▶ **Texte fourni**
────────────────
Il est des destins qui ressemblent à des montagnes russes, où les sommets vertigineux de la gloire côtoient les abîmes les plus sombres de la tragédie humaine. Jean-Marie Bigard, l’homme qui a fait rire la France entière, celui qui a rempli le Stade de France, n’échappe pas à cette règle cruelle. À 70 ans, l’heure n’est plus aux blagues, mais aux aveux. Et la réalité, crue, dévoilée par ses proches et par lui-même, est celle d’une vie bien plus “misérable” et douloureuse que l’on ne pouvait l’imaginer.

L’image publique est tenace : celle d’un “beauf” sympathique ou vulgaire selon les avis, d’un gueulard invétéré, d’un colosse insubmersible. Pourtant, lorsque les projecteurs s’éteignent, le colosse a les pieds d’argile. Récemment, les confidences se sont multipliées, dessinant le portrait d’un homme hanté par le passé, miné par la maladie et rongé par une solitude existentielle que même l’amour de son épouse, Lola Maroa, peine parfois à combler.

Les racines de la douleur : Une enfance brisée

Pour comprendre la faille béante qui habite Jean-Marie Bigard, il faut remonter à ses origines, dans ce petit village de l’Aube, Fontaine-Luyères. Issu d’une famille ouvrière, le jeune Jean-Marie connaît la précarité. Si les étés chez les grands-parents ont le goût de la liberté, les automnes ramènent la grisaille et la contrainte scolaire, pour laquelle il se sent inadapté. “Allergique à l’engagement”, dira-t-il.

Mais le véritable drame se joue à l’aube de sa vie d’adulte. À 20 ans, l’âge de tous les possibles, le ciel lui tombe sur la tête. Sa mère, Gisèle, son pilier, est emportée par un cancer. La douleur est insondable. “J’avais l’impression que le monde s’effondrait”, confiera-t-il. Le sort s’acharne avec une violence inouïe : un an plus tard, son père, Marcel, est assassiné dans des circonstances mystérieuses. Orphelin, désorienté, Bigard porte en lui deux cicatrices indélébiles, deux fantômes qui ne le quitteront jamais. Cette double tragédie a forgé son caractère : une rage de vivre, certes, mais aussi une mélancolie de fond, un sentiment d’injustice permanente.
────────────────
▶ **Données à étudier**

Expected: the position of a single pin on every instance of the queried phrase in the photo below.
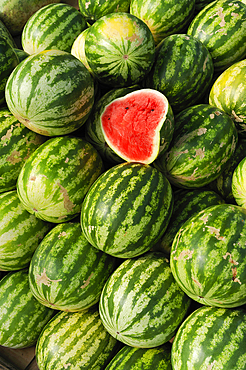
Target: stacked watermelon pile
(123, 183)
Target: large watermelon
(221, 27)
(77, 340)
(208, 256)
(182, 71)
(141, 304)
(228, 93)
(54, 26)
(50, 92)
(95, 9)
(186, 204)
(54, 180)
(133, 358)
(119, 49)
(22, 317)
(139, 126)
(20, 232)
(66, 272)
(127, 209)
(211, 339)
(164, 17)
(205, 140)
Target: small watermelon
(139, 126)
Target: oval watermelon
(55, 179)
(127, 209)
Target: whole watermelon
(54, 180)
(127, 209)
(75, 338)
(50, 92)
(119, 49)
(22, 317)
(141, 304)
(208, 256)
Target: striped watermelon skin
(186, 204)
(127, 209)
(54, 26)
(51, 92)
(93, 129)
(141, 304)
(211, 338)
(228, 93)
(66, 273)
(119, 56)
(207, 256)
(164, 17)
(201, 150)
(94, 9)
(20, 232)
(17, 144)
(77, 340)
(184, 84)
(238, 183)
(8, 62)
(221, 28)
(22, 317)
(223, 184)
(130, 358)
(55, 179)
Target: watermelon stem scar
(131, 125)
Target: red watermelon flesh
(131, 125)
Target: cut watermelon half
(138, 126)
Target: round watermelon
(211, 339)
(76, 339)
(141, 304)
(50, 92)
(119, 49)
(208, 256)
(54, 180)
(127, 209)
(22, 317)
(54, 26)
(67, 273)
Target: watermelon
(208, 254)
(205, 140)
(78, 48)
(15, 13)
(186, 204)
(17, 144)
(223, 184)
(211, 338)
(239, 182)
(221, 27)
(120, 49)
(22, 317)
(139, 126)
(8, 61)
(92, 10)
(127, 209)
(141, 305)
(164, 17)
(183, 83)
(93, 128)
(54, 26)
(20, 232)
(53, 181)
(228, 93)
(67, 273)
(130, 358)
(75, 340)
(51, 92)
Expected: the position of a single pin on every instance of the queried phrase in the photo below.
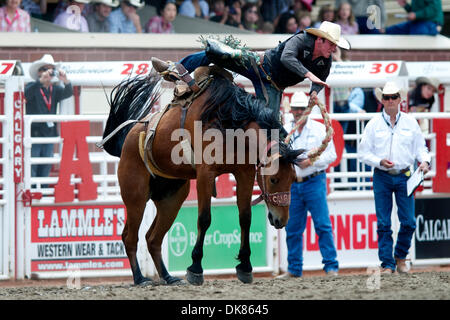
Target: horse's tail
(132, 99)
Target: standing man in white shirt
(391, 143)
(309, 193)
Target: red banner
(84, 237)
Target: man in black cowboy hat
(43, 96)
(304, 55)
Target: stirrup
(166, 69)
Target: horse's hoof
(245, 277)
(174, 281)
(194, 278)
(145, 283)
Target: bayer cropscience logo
(178, 239)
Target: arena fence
(55, 226)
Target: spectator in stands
(98, 19)
(219, 12)
(346, 19)
(291, 62)
(370, 14)
(195, 9)
(14, 19)
(287, 24)
(304, 20)
(267, 28)
(272, 9)
(235, 15)
(42, 96)
(391, 143)
(326, 13)
(35, 9)
(162, 22)
(424, 17)
(421, 98)
(250, 17)
(125, 19)
(309, 193)
(301, 5)
(71, 18)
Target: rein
(313, 156)
(279, 199)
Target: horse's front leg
(205, 185)
(244, 190)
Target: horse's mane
(231, 107)
(132, 98)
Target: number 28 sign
(7, 67)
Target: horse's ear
(298, 156)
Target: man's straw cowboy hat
(390, 88)
(332, 32)
(136, 3)
(109, 3)
(46, 59)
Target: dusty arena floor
(420, 284)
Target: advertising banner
(222, 240)
(84, 237)
(432, 237)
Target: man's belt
(304, 179)
(395, 172)
(262, 56)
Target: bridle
(279, 199)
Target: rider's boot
(166, 69)
(173, 72)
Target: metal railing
(343, 182)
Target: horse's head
(275, 175)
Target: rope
(313, 156)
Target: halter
(279, 199)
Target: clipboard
(414, 181)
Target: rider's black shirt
(292, 59)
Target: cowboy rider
(304, 55)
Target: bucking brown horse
(223, 111)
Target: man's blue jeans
(310, 196)
(191, 62)
(414, 27)
(384, 185)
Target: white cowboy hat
(46, 59)
(332, 32)
(431, 81)
(390, 88)
(136, 3)
(299, 100)
(109, 3)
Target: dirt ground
(420, 284)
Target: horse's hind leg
(134, 189)
(166, 212)
(205, 185)
(244, 188)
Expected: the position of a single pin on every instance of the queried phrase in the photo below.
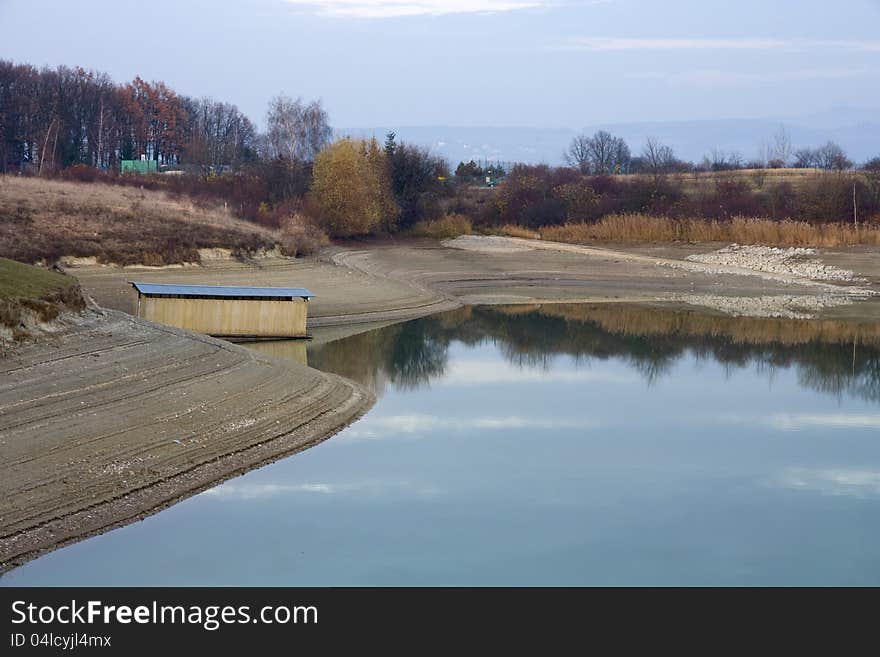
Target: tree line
(604, 153)
(79, 124)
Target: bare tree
(578, 154)
(805, 158)
(832, 157)
(659, 158)
(782, 149)
(297, 130)
(601, 153)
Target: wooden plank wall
(229, 317)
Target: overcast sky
(542, 63)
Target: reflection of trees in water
(416, 356)
(651, 341)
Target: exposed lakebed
(563, 444)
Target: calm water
(550, 445)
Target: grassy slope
(48, 219)
(20, 281)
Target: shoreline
(113, 418)
(91, 446)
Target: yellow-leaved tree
(351, 189)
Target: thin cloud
(614, 44)
(799, 421)
(402, 8)
(733, 78)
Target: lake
(549, 445)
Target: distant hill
(857, 131)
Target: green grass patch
(20, 281)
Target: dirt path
(117, 418)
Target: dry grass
(452, 225)
(300, 236)
(48, 219)
(29, 294)
(645, 228)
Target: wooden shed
(227, 312)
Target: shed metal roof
(220, 291)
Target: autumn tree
(218, 135)
(297, 131)
(415, 179)
(351, 189)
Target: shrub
(452, 225)
(740, 230)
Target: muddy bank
(114, 418)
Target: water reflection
(832, 357)
(549, 445)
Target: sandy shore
(114, 418)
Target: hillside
(30, 296)
(44, 220)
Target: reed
(740, 230)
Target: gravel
(798, 262)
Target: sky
(537, 63)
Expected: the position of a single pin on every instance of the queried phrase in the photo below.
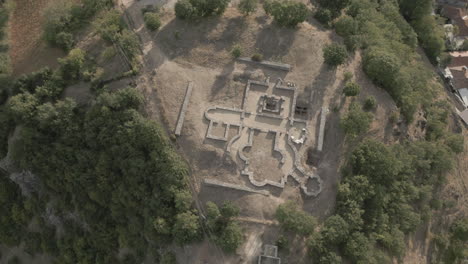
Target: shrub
(346, 26)
(324, 16)
(247, 7)
(236, 51)
(382, 67)
(168, 258)
(352, 89)
(282, 243)
(370, 103)
(257, 57)
(109, 25)
(352, 42)
(456, 143)
(356, 122)
(184, 9)
(394, 117)
(335, 54)
(231, 237)
(152, 21)
(186, 228)
(64, 40)
(286, 13)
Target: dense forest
(105, 178)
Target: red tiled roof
(457, 15)
(459, 79)
(458, 62)
(464, 116)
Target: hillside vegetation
(106, 178)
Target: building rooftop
(459, 17)
(464, 116)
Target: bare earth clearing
(28, 51)
(200, 52)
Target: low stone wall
(270, 64)
(180, 120)
(323, 119)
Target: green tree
(335, 54)
(346, 26)
(383, 68)
(246, 7)
(193, 9)
(356, 121)
(459, 229)
(286, 13)
(186, 228)
(23, 106)
(231, 237)
(370, 103)
(71, 67)
(352, 89)
(184, 9)
(335, 5)
(357, 247)
(335, 230)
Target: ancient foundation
(266, 108)
(180, 120)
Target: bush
(152, 21)
(335, 54)
(346, 26)
(257, 57)
(356, 122)
(383, 68)
(168, 258)
(109, 25)
(347, 76)
(370, 103)
(236, 51)
(64, 40)
(228, 233)
(14, 260)
(184, 9)
(456, 143)
(352, 42)
(186, 228)
(286, 13)
(324, 16)
(247, 7)
(231, 237)
(352, 89)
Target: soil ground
(28, 51)
(200, 52)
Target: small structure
(271, 104)
(456, 75)
(458, 17)
(269, 255)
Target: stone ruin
(267, 108)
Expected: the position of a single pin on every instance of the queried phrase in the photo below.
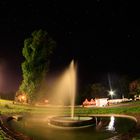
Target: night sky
(102, 36)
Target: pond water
(105, 127)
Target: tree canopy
(36, 51)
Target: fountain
(71, 121)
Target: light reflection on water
(105, 127)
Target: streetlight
(111, 93)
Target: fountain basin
(68, 122)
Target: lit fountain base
(68, 122)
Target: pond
(37, 128)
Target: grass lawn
(8, 108)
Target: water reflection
(111, 124)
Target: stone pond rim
(68, 122)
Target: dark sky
(101, 35)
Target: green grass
(8, 108)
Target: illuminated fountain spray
(72, 85)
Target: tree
(37, 50)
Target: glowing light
(111, 124)
(111, 93)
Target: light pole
(111, 93)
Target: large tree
(36, 51)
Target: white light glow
(111, 124)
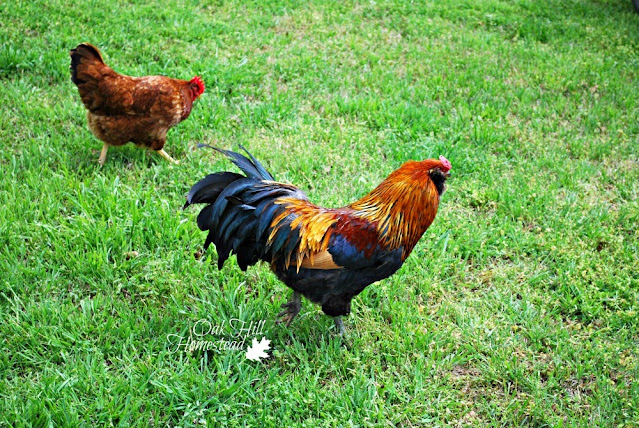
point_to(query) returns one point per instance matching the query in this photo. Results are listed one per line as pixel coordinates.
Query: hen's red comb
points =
(445, 163)
(200, 84)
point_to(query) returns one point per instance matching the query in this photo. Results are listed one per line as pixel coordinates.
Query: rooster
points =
(326, 255)
(124, 109)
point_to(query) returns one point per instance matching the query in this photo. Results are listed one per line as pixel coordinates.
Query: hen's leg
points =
(293, 307)
(102, 158)
(166, 156)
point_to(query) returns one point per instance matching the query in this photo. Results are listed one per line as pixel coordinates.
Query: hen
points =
(326, 255)
(124, 109)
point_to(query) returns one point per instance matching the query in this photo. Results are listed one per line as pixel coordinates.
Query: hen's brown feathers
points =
(125, 109)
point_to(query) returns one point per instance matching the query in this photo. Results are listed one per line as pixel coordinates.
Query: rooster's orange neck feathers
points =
(403, 205)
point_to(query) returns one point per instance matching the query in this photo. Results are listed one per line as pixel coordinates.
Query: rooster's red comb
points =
(200, 84)
(445, 164)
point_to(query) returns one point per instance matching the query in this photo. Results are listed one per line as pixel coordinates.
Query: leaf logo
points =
(257, 350)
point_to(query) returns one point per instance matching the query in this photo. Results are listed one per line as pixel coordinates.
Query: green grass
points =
(518, 307)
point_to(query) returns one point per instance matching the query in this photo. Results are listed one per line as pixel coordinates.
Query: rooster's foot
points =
(339, 325)
(292, 308)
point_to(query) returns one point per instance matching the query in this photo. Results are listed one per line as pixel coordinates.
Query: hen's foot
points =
(166, 156)
(102, 158)
(292, 308)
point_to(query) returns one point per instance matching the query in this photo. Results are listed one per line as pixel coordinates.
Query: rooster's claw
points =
(292, 308)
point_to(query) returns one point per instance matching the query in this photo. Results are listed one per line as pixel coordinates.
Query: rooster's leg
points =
(339, 325)
(292, 309)
(102, 158)
(166, 156)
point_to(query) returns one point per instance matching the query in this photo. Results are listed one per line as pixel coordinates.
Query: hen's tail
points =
(241, 210)
(84, 58)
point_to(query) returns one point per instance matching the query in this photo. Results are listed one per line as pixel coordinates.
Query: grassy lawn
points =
(519, 306)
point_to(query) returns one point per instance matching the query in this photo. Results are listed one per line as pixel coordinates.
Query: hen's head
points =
(197, 86)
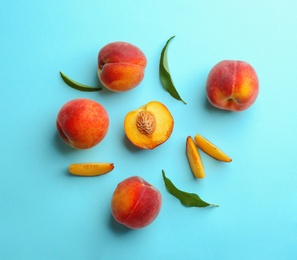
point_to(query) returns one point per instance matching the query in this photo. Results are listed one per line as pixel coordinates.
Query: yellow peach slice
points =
(149, 126)
(194, 158)
(90, 169)
(210, 149)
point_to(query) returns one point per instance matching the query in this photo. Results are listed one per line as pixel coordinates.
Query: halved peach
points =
(194, 158)
(90, 169)
(210, 149)
(149, 126)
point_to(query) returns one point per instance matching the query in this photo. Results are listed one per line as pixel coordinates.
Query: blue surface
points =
(47, 214)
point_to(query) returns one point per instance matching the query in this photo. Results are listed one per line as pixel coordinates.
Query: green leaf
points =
(165, 76)
(73, 84)
(187, 199)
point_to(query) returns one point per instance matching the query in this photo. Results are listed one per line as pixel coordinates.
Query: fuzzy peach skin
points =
(135, 203)
(82, 123)
(232, 85)
(121, 66)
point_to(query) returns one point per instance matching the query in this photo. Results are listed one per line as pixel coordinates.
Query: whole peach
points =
(82, 123)
(121, 66)
(135, 203)
(232, 85)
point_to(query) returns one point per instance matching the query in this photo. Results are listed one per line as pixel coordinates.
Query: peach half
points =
(149, 126)
(135, 203)
(121, 66)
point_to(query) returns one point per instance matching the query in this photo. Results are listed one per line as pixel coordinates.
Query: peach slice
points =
(149, 126)
(90, 169)
(194, 158)
(210, 149)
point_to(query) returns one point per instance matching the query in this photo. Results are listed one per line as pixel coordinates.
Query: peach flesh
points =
(135, 203)
(232, 85)
(121, 66)
(82, 123)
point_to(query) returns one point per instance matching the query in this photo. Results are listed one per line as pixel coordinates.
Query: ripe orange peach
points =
(135, 203)
(121, 66)
(232, 85)
(82, 123)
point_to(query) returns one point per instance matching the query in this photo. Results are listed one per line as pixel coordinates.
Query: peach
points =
(82, 123)
(121, 66)
(149, 126)
(232, 85)
(135, 203)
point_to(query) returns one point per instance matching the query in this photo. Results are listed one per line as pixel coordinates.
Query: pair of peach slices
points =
(207, 147)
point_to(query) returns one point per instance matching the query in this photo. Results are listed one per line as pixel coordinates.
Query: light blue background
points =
(47, 214)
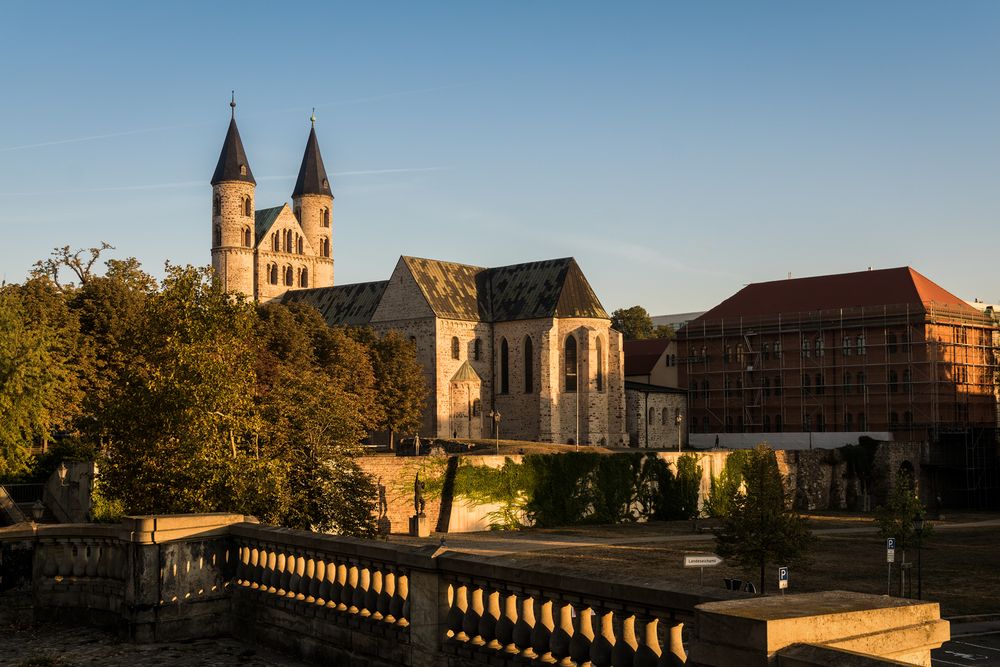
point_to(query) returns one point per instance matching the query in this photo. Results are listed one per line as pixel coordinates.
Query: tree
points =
(759, 529)
(635, 324)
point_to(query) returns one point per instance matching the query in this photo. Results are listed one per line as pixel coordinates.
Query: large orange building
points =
(820, 361)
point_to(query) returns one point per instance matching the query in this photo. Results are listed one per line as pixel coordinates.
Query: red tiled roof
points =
(641, 355)
(863, 289)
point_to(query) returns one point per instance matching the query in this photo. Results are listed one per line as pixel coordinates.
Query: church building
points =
(528, 347)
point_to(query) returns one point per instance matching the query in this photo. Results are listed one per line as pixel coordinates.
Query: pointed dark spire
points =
(312, 178)
(233, 164)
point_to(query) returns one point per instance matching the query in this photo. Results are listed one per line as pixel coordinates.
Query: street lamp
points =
(678, 419)
(495, 416)
(918, 527)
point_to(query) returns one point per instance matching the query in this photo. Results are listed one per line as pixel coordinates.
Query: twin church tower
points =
(263, 253)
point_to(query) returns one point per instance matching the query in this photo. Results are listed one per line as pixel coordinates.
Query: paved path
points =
(61, 646)
(511, 542)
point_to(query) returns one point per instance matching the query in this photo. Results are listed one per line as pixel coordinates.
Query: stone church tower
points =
(264, 253)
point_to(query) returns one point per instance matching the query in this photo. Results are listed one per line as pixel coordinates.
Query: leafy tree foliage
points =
(759, 530)
(636, 324)
(895, 518)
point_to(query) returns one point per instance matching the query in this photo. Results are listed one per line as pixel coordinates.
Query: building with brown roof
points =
(821, 361)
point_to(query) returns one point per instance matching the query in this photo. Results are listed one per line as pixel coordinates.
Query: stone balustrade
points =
(346, 601)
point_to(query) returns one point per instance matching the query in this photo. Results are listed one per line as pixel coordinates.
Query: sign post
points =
(701, 562)
(890, 558)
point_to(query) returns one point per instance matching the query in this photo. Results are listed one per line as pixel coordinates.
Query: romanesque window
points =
(569, 359)
(529, 366)
(600, 364)
(504, 367)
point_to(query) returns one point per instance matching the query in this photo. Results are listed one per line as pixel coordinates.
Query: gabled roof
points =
(351, 305)
(466, 373)
(312, 178)
(263, 219)
(641, 356)
(232, 158)
(550, 288)
(883, 287)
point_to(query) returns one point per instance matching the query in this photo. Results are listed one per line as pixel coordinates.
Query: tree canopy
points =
(636, 324)
(758, 529)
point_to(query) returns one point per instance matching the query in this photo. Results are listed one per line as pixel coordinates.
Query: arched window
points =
(569, 359)
(529, 366)
(599, 348)
(504, 367)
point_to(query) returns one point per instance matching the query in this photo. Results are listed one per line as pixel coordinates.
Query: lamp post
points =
(918, 527)
(495, 416)
(678, 419)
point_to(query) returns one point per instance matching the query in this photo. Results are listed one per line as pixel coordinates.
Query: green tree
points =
(636, 324)
(895, 518)
(759, 529)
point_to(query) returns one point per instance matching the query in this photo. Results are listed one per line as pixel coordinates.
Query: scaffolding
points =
(926, 374)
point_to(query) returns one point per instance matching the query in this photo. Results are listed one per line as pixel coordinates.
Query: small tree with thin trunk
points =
(758, 529)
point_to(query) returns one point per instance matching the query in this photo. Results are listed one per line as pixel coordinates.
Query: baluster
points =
(675, 654)
(562, 635)
(623, 652)
(385, 600)
(350, 589)
(318, 586)
(470, 624)
(403, 592)
(541, 634)
(604, 640)
(488, 621)
(342, 594)
(361, 592)
(374, 593)
(456, 613)
(505, 626)
(579, 645)
(524, 627)
(648, 653)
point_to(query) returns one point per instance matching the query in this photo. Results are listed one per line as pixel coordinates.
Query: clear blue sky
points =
(677, 150)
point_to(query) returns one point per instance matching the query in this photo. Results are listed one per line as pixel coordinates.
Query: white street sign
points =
(702, 561)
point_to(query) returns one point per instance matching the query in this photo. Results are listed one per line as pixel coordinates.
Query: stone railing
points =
(346, 601)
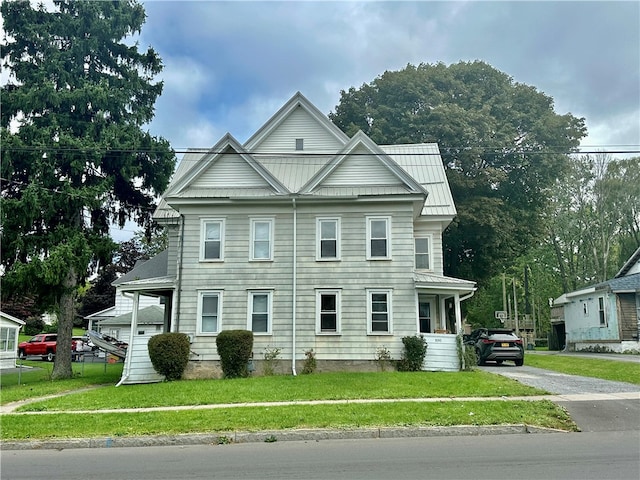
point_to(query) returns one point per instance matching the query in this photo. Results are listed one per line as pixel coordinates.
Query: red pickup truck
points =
(43, 344)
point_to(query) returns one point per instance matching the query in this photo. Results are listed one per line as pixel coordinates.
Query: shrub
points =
(271, 360)
(415, 349)
(169, 353)
(310, 363)
(383, 357)
(234, 348)
(33, 326)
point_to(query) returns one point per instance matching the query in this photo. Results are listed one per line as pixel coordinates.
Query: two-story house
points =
(311, 240)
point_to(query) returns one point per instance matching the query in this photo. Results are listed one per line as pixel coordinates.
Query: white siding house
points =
(9, 329)
(312, 240)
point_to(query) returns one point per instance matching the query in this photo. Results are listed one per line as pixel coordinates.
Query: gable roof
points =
(378, 168)
(151, 315)
(297, 101)
(152, 268)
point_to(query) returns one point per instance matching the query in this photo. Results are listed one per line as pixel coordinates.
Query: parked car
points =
(496, 344)
(43, 344)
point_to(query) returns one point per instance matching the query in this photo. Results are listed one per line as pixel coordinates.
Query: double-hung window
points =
(422, 253)
(209, 312)
(259, 312)
(261, 239)
(328, 239)
(379, 312)
(212, 244)
(602, 312)
(328, 311)
(378, 238)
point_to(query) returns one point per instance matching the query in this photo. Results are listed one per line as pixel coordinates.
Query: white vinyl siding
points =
(212, 244)
(261, 239)
(379, 312)
(378, 238)
(422, 247)
(328, 239)
(209, 312)
(259, 312)
(328, 312)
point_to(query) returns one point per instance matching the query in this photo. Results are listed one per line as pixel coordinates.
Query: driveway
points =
(590, 412)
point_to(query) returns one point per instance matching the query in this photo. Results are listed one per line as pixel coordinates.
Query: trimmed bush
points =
(169, 353)
(234, 348)
(415, 349)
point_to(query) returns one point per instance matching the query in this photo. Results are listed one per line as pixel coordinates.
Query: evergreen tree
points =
(75, 153)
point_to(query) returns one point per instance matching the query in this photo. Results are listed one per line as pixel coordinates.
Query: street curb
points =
(271, 436)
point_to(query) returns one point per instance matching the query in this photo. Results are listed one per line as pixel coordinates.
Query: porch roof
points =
(441, 282)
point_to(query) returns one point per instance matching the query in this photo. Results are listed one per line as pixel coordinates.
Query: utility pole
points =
(515, 307)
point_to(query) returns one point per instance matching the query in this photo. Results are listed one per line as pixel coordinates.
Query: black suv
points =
(496, 344)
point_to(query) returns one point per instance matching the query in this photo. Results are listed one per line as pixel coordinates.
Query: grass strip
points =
(615, 370)
(324, 386)
(411, 414)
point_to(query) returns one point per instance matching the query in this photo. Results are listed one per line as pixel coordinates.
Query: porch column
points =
(442, 318)
(456, 302)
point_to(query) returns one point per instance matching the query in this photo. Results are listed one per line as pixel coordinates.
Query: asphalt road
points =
(585, 456)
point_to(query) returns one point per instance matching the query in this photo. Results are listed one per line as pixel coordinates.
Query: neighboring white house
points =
(9, 329)
(605, 316)
(313, 241)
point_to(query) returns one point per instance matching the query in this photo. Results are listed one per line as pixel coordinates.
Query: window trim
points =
────────────────
▶ **Problèmes à résoudre**
a) D'après le texte sur Jean-Marie Bigard, dans quel village de l'Aube se trouvent ses origines ?
b) Recopiez le passage du texte sur Jean-Marie Bigard qui commence à « L’image publique est » et se termine à « parfois à combler. ».
c) Écrivez la suite du texte sur Jean-Marie Bigard à partir de sa dernière phrase.

▶ **Réponses par point**
a) Fontaine-Luyères.

b)
L’image publique est tenace : celle d’un “beauf” sympathique ou vulgaire selon les avis, d’un gueulard invétéré, d’un colosse insubmersible. Pourtant, lorsque les projecteurs s’éteignent, le colosse a les pieds d’argile. Récemment, les confidences se sont multipliées, dessinant le portrait d’un homme hanté par le passé, miné par la maladie et rongé par une solitude existentielle que même l’amour de son épouse, Lola Maroa, peine parfois à combler.

c)
De la galère à la gloire : La revanche du “raté”

Avant d’être la star que l’on connaît, Bigard a connu la misère noire. Monté à Paris avec son ami Tex, il a vécu l’humiliation des castings ratés, la pauvreté, le rejet. Il a été barman, gérant de boîte de nuit, cherchant sa place sans jamais la trouver. Lorsqu’il monte enfin sur les planches du Point Virgule en 1984, c’est pour jouer devant des salles quasi vides. Mais la joie est là. “Je ne gagne pas d’argent, mais je joue”, dit-il.

La consécration viendra avec “La Classe” sur FR3. Le succès est foudroyant. Bigard invente un style, le stand-up à la française, direct, physique, sans tabou. Il devient le numéro 1. Mais la gloire est une drogue dure, et le maintien au sommet, une lutte de chaque instant.

La maladie et le déclin physique : Le corps qui lâche

Aujourd’hui, à 70 ans, le corps de l’ancien sportif (il fut professeur d’EPS et handballeur) lui présente l’addition. Une addition salée. Diabétique de longue date, victime d’AVC, souffrant de polyarthrite rhumatoïde, Jean-Marie Bigard vit avec la douleur chronique. En avril 2025, une grave chute l’envoie à l’hôpital, forçant l’annulation de ses spectacles.

Ces alertes de santé ne sont pas anodines. Elles confrontent l’humoriste à sa propre finitude. Lui qui a longtemps brûlé la chandelle par les deux bouts, notamment avec l’alcool, doit aujourd’hui se restreindre. “Je n’ai pas peur de la mort, mais j’ai peur de vivre avec une douleur prolongée”, avoue-t-il à Jordan De Luxe. Cette vulnérabilité physique accentue son isolement. Il ne peut plus courir, il ne peut plus vivre avec la même intensité, et cela le mine.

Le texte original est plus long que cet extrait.